• WHAT TO WORK ON:
If a line below contains the word "Target", count it. Please give the total and nothing else.

##### RECORDS SHOWN #####

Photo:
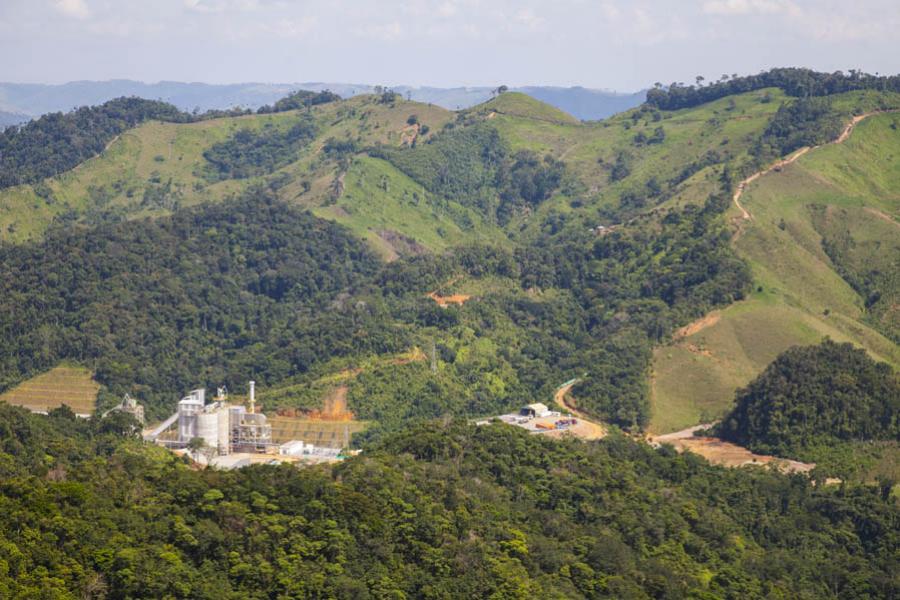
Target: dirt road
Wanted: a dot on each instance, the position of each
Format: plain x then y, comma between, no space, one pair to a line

#####
##### RECORDS SHOWN #####

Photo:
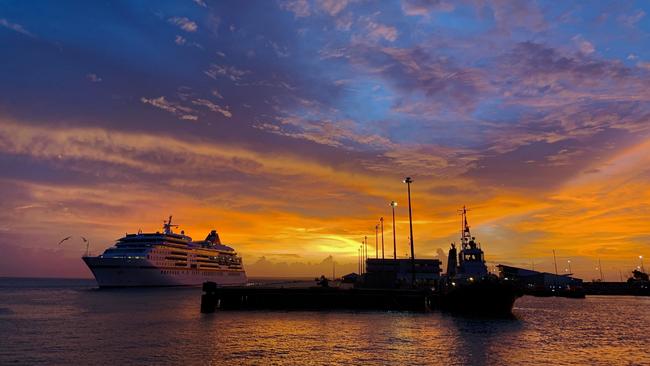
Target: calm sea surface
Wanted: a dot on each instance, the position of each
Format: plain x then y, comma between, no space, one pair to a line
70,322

#####

• RESULT OF THIS EXERCISE:
2